**To do**
List every line of the data below that contains the string "pier", treating uppercase and lowercase letters as distinct.

[begin Provided data]

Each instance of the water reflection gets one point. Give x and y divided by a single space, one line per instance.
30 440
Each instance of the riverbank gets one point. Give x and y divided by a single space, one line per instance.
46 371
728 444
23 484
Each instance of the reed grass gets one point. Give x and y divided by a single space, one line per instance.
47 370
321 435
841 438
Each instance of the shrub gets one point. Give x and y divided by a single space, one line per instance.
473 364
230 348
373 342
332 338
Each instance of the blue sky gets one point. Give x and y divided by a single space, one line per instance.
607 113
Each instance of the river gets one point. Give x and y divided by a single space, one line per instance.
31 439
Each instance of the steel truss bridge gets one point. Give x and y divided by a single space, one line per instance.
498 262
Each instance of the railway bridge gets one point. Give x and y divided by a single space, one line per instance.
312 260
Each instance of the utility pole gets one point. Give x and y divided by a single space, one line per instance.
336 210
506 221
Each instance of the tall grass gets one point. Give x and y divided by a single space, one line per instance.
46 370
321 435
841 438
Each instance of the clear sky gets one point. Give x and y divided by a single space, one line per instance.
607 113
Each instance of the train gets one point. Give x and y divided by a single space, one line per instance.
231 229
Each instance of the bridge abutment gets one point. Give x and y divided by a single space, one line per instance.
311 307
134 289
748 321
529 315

[end Provided data]
[begin Provided data]

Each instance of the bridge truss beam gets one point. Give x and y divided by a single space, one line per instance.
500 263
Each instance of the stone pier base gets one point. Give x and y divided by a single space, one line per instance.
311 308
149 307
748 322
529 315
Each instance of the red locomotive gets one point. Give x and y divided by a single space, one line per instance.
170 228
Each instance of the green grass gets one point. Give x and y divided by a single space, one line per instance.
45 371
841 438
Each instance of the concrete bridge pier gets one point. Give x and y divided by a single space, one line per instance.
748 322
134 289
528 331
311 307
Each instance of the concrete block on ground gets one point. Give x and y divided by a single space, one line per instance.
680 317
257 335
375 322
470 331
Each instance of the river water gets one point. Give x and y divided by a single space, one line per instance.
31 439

[end Provided data]
[begin Provided data]

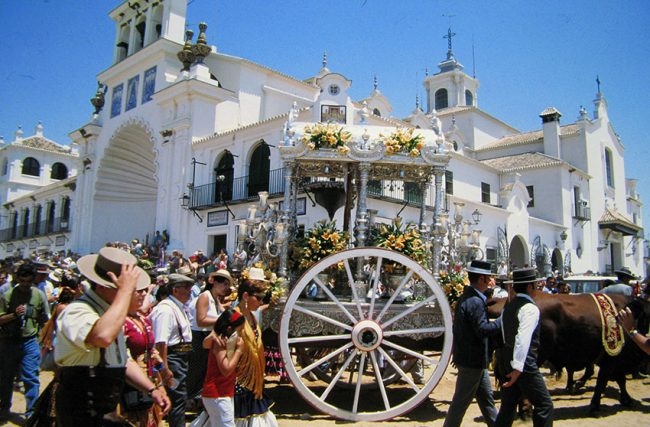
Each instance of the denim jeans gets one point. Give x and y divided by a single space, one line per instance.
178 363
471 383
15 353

[end Provided data]

**Answer below**
Each instance of the stone pier base gets one point. Give x and y divided by a single space, one line per instance.
Each instance of the concrete bridge pier gets one point. Give x and y divided by a single space, one line per instance.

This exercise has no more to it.